Matteo Quaglini
Arrivano da lontano e si chiamano stranieri. L’antica lingua latina ci spiega la loro diversità. Mentre inseguono un pallone o lo aspettano in aria sono, per tutti compagni e avversari, “extraneus” degli estranei, degli esterni. Provengono da altre nazioni, hanno un’altra cultura nel vivere la vita, interpretano le cose in modo diverso rispetto al luogo del loro approdo. E per questo risultano essere affascinanti, perché costituiscono la naturale differenza di una squadra. Il tratto che tutti gli altri non hanno e che ha il compito di mettere la prua della nave avanti a tutte le altre.
Sia la Juventus che la Panini Modena hanno, nel corso della loro lunga storia sportiva, chiamato a raccolta questi Hontario Nelson del gioco, questi Francis Drake corsari delle aree di rigore come della rete che delimita il campo nella pallavolo. Del primo i Charles, i Quiroga, i Platini, i Ricardo Garcia, i Sivori e i N’Gapeth, hanno avuto la spregiudicatezza di cercare con insistenza la vittoria. Del secondo hanno immortalato, in ogni partita, il senso avventuroso dell’azione, la scaltrezza nel giocare il pallone, il genio che come diceva Gastone Moschin alias Rambaldo Melandri in “Amici miei” del maestro Monicelli, è visione e colpo d’occhio, fantasia e velocità d’esecuzione. La stessa velocità imprevedibile e imprendibile delle punizioni di Le Roi Michel o dei colpi fantasiosi dell’altro francese della grandeur, messieu magic Earvin N’Gapeth.
Si tratta quindi in alcuni casi di ammiragli, di corsari in altri, di giganti buoni o di raminghi talentuosi che nella loro indisciplina e nell’idiosincresia alle regole hanno trovato se stessi e hanno fatto fare alla squadra il salto di qualità, portandola alla vittoria.

:: RIGHE DI DATI ::
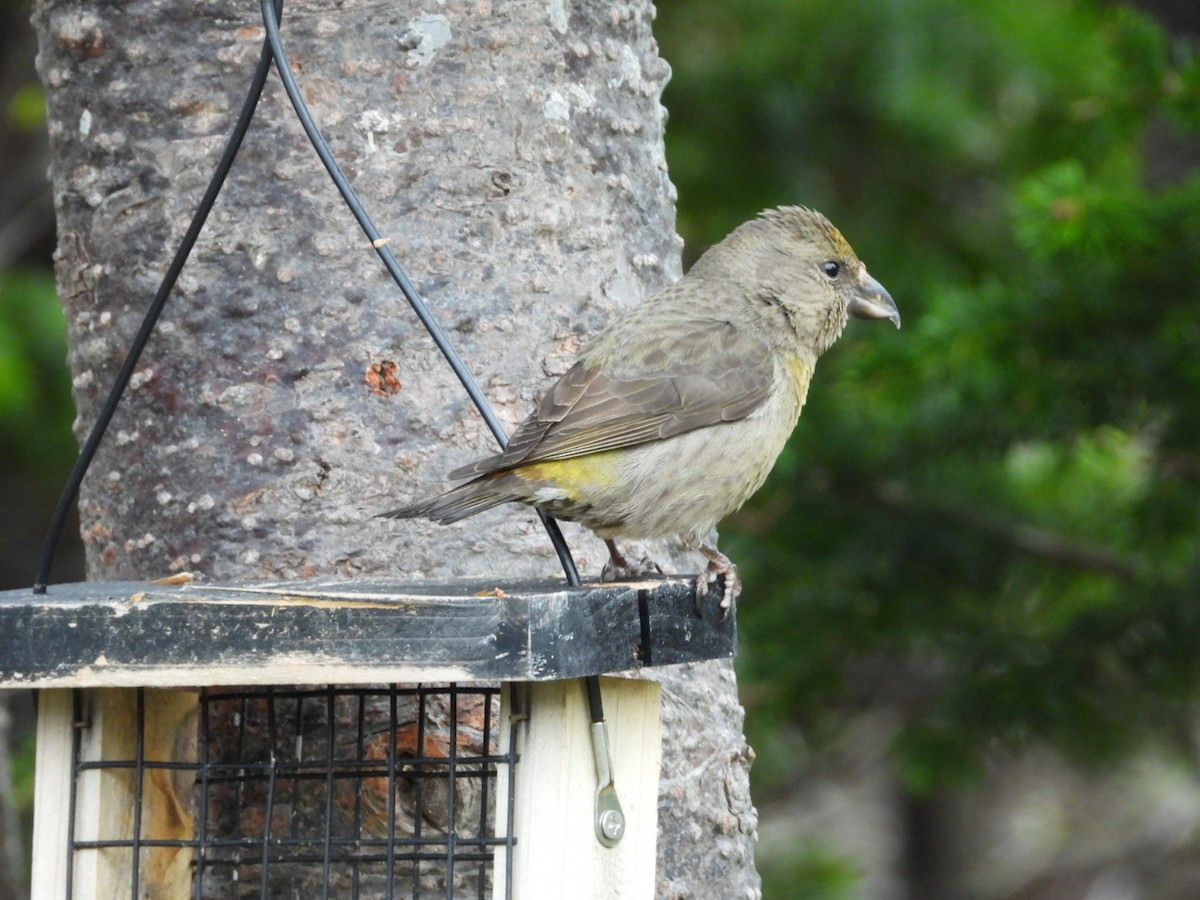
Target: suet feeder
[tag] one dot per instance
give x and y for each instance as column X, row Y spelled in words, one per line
column 447, row 750
column 445, row 739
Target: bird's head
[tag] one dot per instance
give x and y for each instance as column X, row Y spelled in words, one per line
column 804, row 280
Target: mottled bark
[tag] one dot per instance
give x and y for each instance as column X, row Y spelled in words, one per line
column 513, row 153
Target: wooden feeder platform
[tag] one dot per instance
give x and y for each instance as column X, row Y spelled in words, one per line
column 133, row 634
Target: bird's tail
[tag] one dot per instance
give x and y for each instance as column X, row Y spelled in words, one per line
column 475, row 496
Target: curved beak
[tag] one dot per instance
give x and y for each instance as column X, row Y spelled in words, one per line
column 873, row 301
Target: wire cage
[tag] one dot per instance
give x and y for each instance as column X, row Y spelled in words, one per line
column 331, row 791
column 341, row 790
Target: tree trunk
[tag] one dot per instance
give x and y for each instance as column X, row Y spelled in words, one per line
column 511, row 151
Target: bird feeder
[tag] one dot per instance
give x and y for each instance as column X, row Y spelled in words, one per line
column 447, row 749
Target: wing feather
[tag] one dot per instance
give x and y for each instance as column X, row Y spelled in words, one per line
column 593, row 408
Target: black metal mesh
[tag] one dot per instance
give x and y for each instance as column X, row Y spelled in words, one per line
column 330, row 792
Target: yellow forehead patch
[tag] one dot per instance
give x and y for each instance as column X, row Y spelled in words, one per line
column 840, row 245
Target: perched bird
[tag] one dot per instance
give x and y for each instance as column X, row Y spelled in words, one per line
column 676, row 412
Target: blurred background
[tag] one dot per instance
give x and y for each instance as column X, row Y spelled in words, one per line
column 971, row 625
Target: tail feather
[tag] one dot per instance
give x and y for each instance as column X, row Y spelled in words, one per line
column 461, row 502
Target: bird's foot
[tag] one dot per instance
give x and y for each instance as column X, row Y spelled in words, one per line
column 719, row 574
column 619, row 568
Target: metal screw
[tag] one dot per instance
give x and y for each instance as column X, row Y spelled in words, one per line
column 612, row 825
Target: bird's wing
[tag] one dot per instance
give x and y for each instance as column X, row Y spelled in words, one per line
column 727, row 375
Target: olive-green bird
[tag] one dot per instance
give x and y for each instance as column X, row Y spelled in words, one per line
column 676, row 412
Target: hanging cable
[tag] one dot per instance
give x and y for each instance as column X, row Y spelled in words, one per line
column 88, row 453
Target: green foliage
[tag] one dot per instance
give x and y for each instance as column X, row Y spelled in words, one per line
column 814, row 873
column 35, row 405
column 1000, row 502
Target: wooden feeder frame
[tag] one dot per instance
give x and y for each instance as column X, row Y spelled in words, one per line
column 151, row 647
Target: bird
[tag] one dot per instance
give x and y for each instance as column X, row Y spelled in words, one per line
column 676, row 412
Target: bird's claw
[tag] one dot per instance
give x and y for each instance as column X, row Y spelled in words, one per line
column 618, row 568
column 723, row 575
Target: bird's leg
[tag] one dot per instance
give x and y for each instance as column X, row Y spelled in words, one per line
column 719, row 567
column 618, row 568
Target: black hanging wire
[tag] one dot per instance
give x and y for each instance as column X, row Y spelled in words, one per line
column 273, row 49
column 271, row 22
column 71, row 489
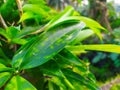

:: CONSEGNA DELL'ESERCIZIO ::
Riproduci fedelmente la parte del brano sui giocatori stranieri che va da "Sia la Juventus" a "magic Earvin N’Gapeth.".

:: SOLUZIONE COMPLETA ::
Sia la Juventus che la Panini Modena hanno, nel corso della loro lunga storia sportiva, chiamato a raccolta questi Hontario Nelson del gioco, questi Francis Drake corsari delle aree di rigore come della rete che delimita il campo nella pallavolo. Del primo i Charles, i Quiroga, i Platini, i Ricardo Garcia, i Sivori e i N’Gapeth, hanno avuto la spregiudicatezza di cercare con insistenza la vittoria. Del secondo hanno immortalato, in ogni partita, il senso avventuroso dell’azione, la scaltrezza nel giocare il pallone, il genio che come diceva Gastone Moschin alias Rambaldo Melandri in “Amici miei” del maestro Monicelli, è visione e colpo d’occhio, fantasia e velocità d’esecuzione. La stessa velocità imprevedibile e imprendibile delle punizioni di Le Roi Michel o dei colpi fantasiosi dell’altro francese della grandeur, messieu magic Earvin N’Gapeth.